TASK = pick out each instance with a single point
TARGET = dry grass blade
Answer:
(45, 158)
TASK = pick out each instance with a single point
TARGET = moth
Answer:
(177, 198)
--
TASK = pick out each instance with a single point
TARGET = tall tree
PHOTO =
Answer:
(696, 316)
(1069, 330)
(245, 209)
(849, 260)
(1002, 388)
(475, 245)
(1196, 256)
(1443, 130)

What you should do -
From the material above, keep only the lines that contain the string "TARGET", and copy each one. Letter case counts.

Result -
TARGET = dry grass blade
TARGET = moth
TARGET = tall tree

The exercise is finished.